Scottish Daily Mail

Dear Diary, Just a note to say I am leaving you for a Fitbit

- Siobhan Synnot

For years, I kept a diary. I was ten when I started, with a Disney diary that gave me three lines to record my daily highlights, with my birthday entry given special prominence by using a different coloured pen.

The early entries were a little random: let’s just say that women who claim their wedding was the best day of their life have obviously never had two KitKats fall out of a vending machine by mistake.

Neverthele­ss, it became a habit that endured through my teens and twenties. When I dated the writer Iain Banks for a while, he took things up a notch by replacing my Collins desk diaries with beautiful moleskin notebooks which took me up to an hour a night to fill.

Yet Iain didn’t keep a diary: or at least, he didn’t keep a journal. Instead, he wrote Crow road, and peppered it with the films I’d taken him to see, walks we’d taken, and jokes we’d shared.

▸ **SET TASK 1**
Answer these questions about the diary column:
(a) At what age did the writer begin keeping a diary?
(b) What did Iain Banks use to replace the writer's Collins desk diaries?
(c) What did Iain write instead of keeping a journal?
The text and the entries come from unrelated sources.

▸ **DATASET RECORDS**

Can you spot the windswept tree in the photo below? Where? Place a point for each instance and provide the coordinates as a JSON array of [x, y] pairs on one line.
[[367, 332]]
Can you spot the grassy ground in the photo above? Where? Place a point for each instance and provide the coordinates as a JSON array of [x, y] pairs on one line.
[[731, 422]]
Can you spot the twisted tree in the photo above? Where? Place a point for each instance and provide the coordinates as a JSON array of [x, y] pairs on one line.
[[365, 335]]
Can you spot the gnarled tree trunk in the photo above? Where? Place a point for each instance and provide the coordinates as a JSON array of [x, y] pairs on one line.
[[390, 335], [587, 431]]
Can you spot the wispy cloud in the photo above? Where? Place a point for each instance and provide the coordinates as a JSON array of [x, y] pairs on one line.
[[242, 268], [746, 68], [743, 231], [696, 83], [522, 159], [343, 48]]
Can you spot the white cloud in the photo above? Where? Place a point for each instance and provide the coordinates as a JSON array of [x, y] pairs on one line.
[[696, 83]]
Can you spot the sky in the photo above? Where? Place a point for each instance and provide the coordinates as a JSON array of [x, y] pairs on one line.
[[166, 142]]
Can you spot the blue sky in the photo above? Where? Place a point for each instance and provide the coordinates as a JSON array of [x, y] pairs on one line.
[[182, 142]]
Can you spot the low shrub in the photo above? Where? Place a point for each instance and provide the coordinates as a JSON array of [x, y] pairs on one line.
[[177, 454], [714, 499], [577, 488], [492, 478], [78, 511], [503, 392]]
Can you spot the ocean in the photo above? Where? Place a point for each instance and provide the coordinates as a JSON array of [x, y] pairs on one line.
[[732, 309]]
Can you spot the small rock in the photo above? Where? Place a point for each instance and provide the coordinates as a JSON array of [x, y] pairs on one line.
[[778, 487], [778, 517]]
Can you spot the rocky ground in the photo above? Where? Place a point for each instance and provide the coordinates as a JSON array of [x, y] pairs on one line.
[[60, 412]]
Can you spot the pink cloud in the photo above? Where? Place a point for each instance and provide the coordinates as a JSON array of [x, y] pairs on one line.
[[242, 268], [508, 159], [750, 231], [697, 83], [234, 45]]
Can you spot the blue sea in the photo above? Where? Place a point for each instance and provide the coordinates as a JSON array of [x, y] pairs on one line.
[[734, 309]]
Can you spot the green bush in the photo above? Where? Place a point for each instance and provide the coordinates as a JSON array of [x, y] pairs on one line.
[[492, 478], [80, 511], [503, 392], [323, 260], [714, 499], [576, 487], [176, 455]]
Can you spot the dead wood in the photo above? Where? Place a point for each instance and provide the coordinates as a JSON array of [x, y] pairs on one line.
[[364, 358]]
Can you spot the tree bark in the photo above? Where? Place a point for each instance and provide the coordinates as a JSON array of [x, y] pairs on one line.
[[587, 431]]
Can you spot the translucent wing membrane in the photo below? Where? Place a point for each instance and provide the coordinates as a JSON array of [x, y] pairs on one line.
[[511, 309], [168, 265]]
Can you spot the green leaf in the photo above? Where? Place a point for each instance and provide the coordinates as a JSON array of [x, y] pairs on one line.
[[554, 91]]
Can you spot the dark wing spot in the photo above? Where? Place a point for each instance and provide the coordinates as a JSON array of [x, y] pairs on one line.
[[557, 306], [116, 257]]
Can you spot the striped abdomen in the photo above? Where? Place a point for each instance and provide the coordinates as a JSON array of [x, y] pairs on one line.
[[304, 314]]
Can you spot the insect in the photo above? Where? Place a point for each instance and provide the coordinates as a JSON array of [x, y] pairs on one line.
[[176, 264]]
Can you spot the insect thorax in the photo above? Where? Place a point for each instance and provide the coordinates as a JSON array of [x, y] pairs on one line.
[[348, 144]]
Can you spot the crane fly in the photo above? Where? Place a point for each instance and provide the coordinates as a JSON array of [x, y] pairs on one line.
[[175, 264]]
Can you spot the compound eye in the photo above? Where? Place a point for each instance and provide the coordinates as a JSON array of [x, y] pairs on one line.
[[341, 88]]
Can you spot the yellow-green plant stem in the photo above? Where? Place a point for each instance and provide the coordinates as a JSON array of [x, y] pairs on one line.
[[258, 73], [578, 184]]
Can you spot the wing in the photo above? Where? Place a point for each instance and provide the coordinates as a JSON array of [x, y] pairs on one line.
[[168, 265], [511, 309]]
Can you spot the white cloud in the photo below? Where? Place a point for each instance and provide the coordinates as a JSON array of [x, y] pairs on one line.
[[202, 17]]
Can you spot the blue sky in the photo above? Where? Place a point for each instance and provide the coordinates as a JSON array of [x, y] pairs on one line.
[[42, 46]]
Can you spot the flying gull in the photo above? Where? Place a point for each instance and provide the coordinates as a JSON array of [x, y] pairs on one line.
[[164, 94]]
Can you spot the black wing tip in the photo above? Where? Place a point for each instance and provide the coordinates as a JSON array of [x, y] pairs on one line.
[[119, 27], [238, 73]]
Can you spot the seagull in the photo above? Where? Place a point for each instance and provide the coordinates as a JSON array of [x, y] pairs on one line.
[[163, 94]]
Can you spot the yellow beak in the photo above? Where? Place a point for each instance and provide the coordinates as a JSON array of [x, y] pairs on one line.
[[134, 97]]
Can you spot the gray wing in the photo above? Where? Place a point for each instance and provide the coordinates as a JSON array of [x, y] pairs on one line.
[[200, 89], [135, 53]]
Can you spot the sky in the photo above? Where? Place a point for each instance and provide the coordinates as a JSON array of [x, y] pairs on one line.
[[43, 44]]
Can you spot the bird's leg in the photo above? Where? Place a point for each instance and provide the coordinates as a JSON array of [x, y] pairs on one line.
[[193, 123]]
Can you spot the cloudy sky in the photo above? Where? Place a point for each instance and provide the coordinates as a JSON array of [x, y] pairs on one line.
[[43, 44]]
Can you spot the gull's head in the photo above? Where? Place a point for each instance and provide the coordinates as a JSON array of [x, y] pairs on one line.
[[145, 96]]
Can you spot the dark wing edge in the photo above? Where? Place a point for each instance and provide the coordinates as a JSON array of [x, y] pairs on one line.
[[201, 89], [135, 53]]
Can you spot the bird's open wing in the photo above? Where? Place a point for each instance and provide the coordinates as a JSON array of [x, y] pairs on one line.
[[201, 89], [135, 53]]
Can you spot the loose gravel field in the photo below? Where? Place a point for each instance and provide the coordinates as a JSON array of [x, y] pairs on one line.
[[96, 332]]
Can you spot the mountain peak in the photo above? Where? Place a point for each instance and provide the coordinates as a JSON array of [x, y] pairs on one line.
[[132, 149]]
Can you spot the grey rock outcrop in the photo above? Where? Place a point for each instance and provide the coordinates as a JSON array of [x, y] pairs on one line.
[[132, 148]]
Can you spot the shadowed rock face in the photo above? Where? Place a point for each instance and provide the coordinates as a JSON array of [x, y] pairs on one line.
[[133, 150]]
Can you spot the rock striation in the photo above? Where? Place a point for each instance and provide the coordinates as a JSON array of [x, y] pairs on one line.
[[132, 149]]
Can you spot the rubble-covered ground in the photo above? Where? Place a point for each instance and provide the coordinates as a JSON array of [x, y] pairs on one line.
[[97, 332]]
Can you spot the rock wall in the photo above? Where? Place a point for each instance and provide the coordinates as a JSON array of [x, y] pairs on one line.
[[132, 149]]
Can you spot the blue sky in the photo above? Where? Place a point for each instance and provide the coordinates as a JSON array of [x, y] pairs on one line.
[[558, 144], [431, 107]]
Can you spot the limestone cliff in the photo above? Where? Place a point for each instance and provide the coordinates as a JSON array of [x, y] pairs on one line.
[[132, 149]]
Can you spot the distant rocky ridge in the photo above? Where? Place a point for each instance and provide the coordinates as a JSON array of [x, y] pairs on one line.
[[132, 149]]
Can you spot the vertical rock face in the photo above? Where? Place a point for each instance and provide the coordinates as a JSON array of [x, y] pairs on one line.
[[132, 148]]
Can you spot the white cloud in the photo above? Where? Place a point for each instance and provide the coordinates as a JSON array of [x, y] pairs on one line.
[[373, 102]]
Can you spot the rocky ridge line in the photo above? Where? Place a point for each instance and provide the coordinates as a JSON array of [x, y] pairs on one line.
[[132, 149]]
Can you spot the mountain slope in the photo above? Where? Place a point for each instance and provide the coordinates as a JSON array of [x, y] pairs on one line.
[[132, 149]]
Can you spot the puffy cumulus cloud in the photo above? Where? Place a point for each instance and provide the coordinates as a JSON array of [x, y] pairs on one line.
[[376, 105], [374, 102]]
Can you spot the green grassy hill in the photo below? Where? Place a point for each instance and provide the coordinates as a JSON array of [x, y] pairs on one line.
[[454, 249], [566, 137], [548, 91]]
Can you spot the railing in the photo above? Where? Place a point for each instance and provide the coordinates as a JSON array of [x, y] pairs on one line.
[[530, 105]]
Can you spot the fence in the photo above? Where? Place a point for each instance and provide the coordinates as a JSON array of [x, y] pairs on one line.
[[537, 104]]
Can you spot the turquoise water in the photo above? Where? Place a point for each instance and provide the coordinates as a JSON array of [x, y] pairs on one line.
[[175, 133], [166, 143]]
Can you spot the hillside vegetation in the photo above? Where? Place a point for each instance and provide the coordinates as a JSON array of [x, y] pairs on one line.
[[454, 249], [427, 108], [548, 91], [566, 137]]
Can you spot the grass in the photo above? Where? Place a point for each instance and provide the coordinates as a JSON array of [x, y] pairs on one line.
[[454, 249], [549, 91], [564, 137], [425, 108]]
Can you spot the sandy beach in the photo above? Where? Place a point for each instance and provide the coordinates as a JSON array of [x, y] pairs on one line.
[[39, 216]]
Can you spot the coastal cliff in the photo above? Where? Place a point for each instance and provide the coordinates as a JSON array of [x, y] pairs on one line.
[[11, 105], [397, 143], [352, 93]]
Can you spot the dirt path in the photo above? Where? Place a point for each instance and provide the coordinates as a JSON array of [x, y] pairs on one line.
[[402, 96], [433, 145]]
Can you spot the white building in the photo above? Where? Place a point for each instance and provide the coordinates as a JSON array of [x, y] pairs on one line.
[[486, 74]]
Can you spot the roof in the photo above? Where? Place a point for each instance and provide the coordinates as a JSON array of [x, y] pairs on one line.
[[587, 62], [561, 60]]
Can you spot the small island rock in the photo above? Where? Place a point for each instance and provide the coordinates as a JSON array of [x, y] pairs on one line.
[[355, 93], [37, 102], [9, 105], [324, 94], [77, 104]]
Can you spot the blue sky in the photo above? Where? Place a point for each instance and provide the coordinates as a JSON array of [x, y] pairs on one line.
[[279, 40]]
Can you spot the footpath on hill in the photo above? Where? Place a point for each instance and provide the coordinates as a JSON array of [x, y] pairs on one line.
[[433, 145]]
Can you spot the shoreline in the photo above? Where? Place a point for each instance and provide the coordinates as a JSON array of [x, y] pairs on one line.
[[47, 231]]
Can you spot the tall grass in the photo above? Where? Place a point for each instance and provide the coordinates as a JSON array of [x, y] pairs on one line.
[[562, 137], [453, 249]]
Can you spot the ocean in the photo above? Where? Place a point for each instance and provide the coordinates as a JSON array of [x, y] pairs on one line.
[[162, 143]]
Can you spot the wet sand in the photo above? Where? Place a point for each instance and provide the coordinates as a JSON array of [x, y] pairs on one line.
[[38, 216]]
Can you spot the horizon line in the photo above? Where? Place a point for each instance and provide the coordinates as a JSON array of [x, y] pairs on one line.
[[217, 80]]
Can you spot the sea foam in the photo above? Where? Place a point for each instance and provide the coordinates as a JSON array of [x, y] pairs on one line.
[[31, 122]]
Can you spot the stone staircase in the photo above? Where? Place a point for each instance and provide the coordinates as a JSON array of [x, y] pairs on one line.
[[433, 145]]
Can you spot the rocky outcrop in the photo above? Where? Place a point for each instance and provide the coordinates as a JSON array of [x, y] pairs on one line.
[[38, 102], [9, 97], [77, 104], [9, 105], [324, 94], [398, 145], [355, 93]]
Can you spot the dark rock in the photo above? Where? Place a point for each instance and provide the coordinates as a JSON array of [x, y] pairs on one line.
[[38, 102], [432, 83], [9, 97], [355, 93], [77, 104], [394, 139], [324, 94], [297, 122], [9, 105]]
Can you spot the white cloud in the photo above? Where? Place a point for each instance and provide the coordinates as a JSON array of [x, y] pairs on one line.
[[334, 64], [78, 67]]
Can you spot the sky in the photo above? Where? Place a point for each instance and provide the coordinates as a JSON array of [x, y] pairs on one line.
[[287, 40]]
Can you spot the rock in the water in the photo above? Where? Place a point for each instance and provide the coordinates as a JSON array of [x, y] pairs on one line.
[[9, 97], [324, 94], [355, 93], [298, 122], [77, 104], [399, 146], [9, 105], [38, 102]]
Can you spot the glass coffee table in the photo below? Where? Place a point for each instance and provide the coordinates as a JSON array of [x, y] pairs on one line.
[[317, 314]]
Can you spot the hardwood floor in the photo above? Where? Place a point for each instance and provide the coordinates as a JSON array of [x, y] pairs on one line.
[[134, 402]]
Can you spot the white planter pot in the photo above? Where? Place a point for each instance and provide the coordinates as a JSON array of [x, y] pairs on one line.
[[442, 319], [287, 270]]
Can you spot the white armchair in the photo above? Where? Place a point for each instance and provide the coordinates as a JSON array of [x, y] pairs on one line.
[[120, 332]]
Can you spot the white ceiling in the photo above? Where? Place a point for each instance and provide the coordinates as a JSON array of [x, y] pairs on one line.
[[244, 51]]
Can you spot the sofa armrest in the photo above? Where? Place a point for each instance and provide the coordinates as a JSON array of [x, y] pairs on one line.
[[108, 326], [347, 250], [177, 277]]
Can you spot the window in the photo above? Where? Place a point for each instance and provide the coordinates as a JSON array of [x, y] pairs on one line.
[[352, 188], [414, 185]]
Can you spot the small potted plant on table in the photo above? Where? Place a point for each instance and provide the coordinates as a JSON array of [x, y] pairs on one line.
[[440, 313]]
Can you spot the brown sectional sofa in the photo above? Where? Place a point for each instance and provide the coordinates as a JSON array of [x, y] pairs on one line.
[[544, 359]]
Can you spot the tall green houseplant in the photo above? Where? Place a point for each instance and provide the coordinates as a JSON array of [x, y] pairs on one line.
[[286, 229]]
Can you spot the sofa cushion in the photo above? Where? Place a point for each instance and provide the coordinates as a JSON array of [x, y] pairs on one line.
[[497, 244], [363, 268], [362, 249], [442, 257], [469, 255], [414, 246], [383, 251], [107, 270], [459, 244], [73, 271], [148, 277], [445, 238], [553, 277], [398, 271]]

▸ **SET TASK 2**
Identify every line of the entries that contains the word "tall". Case counts.

▸ **CORRECT RESPONSE 1**
(a) Ten.
(b) Beautiful moleskin notebooks.
(c) Crow road.

▸ **CORRECT RESPONSE 2**
Can you spot the tall grass in the photo above? Where? Place a point for each instance and provide the coordinates as a JSON array of [x, y] pairs on one line.
Can you spot the tall green houseplant in the photo above? Where? Place a point for each instance and provide the coordinates as a JSON array of [x, y] pairs on one line.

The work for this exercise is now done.